Exercise: All of the data is to be copied word for word.
"""
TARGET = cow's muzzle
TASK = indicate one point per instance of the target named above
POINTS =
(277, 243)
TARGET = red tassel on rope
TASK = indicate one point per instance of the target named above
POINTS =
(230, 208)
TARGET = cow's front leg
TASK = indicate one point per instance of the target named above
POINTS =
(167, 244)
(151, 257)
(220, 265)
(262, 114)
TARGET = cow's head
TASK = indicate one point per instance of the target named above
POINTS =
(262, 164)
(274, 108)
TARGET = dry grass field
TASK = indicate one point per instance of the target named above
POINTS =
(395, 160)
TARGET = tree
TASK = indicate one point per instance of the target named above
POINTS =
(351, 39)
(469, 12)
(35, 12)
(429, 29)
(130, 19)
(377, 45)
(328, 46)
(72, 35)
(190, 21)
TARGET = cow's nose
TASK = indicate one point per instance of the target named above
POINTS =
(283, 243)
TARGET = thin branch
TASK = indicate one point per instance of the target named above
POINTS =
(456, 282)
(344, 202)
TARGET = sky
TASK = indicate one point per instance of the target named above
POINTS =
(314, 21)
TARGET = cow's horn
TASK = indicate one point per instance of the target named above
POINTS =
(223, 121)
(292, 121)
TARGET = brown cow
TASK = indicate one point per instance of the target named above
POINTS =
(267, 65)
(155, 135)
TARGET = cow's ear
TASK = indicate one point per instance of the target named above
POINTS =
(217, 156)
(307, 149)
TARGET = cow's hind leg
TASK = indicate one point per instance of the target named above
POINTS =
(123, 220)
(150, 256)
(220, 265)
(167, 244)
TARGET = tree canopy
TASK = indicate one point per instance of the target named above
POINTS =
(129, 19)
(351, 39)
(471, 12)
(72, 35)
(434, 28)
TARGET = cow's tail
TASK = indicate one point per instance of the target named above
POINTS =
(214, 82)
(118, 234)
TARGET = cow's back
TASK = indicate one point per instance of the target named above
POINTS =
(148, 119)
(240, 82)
"""
Response to this task:
TARGET = cow's muzzle
TASK = indicate one point per instance of the target named above
POINTS =
(277, 243)
TARGET = red tassel on rope
TASK = indicate one point per instance of the target named above
POINTS =
(230, 208)
TARGET = cow's front leg
TASK = indicate one point per instance of the target named above
POINTS =
(167, 244)
(151, 257)
(220, 265)
(262, 114)
TARGET = cow's head
TASK = indicate one point per instance of the target named above
POINTS =
(262, 164)
(274, 108)
TARGET = dry grass field
TASK = indicate one point per instance of the target named above
POINTS =
(395, 160)
TARGET = tree
TASK = indicate one point per instance of the target named above
POINTS =
(351, 39)
(469, 12)
(35, 12)
(429, 29)
(130, 19)
(377, 45)
(328, 46)
(72, 35)
(190, 21)
TARGET = cow's nose
TASK = indicate one point per instance of the target named above
POINTS =
(283, 243)
TARGET = thin branch
TASK = indicate one point per instance of the target named above
POINTS =
(456, 282)
(344, 202)
TARGET = sky
TASK = indicate one point per instance of the target named above
POINTS =
(314, 21)
TARGET = cow's horn
TASK = indicate one point per instance of the target named above
POINTS =
(223, 121)
(292, 121)
TARGET = brown cow
TASK = indicate one point per instance of the target named above
POINTS =
(267, 65)
(155, 135)
TARGET = cow's ear
TASK = indicate one point per instance of the target named above
POINTS =
(217, 156)
(307, 149)
TARGET = cow's hind leg
TASK = indicate one point per instance of the target named above
POINTS =
(123, 220)
(150, 256)
(220, 265)
(167, 244)
TARGET = tree canopy
TASK = indicate one point per instance of the target named above
POINTS =
(129, 19)
(351, 39)
(471, 12)
(72, 35)
(434, 28)
TARGET = cow's tail
TASK = indicate one point per instance of the target named above
POINTS =
(214, 82)
(118, 234)
TARGET = cow's back
TASK = indicate one point per instance of the target named above
POINTS =
(148, 119)
(240, 82)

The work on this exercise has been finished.